Consignes>
A: D'après le texte cité, sur combien d'années les marchés publics promettent-ils un revenu aux assureurs ?
B: Réécrivez plus brièvement le paragraphe du texte cité qui commence par « Selon les assureurs », en conservant ses faits principaux.

Texte cité>

+ + + + +

Selon les assureurs, la pression à la baisse des primes est accentuée par les marchés publics, qui tirent les prix vers le bas. Aussi le courtier en assurances généraliste Serex préfère-t-il se tourner vers les fondations et institutions privées, une clientèle qui s’obtient, elle, par un bouche-à-oreille favorable plutôt que par les marchés publics. « Le processus de réponse est trop administratif, de ce fait chronophage, et ne permet pas dans une telle compétition de garantir un contrat pérenne au niveau de ses résultats techniques. Pour ces raisons, nous ne souhaitons pas pour le moment y participer », explique Romain Déchelette, président de Serex Assurances. Même constat chez le courtier spécialisé Appia Art : « On ne s’adresse plus aux marchés publics, trustés par quelques gros cabinets qui se sont spécialisés, indique Hadrien Brissaud. Ce sont beaucoup de sinistres, beaucoup de travail pour des primes à la baisse. L’effet “appel d’offres” a tiré le marché dans certaines de ses limites et tout ça finit par ne plus être rentable. Il nous arrive même de voir des appels d’offres revenir sur le marché car personne n’y a répondu ! » Directrice de la production au Musée national Picasso-Paris, Sophie Daynes-Diallo nuance le reproche d’une course à l’offre la moins-disante dans ces appels d’offres : « L’assurance est un domaine de gestion de risque, on ne va pas s’amuser à sélectionner automatiquement le moins cher. Nous ne regardons pas seulement le prix, mais aussi la qualité du service, le suivi quotidien, la gestion en cas de sinistre. » Les marchés publics offrent l’avantage d’une temporalité longue, promettant aux assureurs un revenu sur trois ou quatre ans.

+ + + + +

Extrait de données>
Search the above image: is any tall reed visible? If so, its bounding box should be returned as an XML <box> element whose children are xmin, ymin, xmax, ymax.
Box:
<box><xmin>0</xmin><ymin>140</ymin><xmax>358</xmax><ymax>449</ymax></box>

+ + + + +

Réponses par consigne>
A: Sur trois ou quatre ans.

B: Selon les assureurs, les marchés publics accentuent la baisse des primes. Le courtier généraliste Serex préfère donc se tourner vers les fondations et institutions privées, obtenues par bouche-à-oreille. Son président, Romain Déchelette, juge la procédure de réponse trop administrative et chronophage, sans garantie d'un contrat pérenne. Chez le courtier spécialisé Appia Art, Hadrien Brissaud explique ne plus viser ces marchés. Selon lui, ils sont trustés par quelques gros cabinets et ne sont plus rentables, avec beaucoup de sinistres et de travail pour des primes en baisse. Certains appels d'offres reviennent même sur le marché faute de réponse. Sophie Daynes-Diallo, directrice de la production au Musée national Picasso-Paris, nuance l'idée d'une course au moins-disant : outre le prix, son musée regarde la qualité du service, le suivi quotidien et la gestion des sinistres. Les marchés publics offrent aussi l'avantage d'un revenu sur trois ou quatre ans pour les assureurs.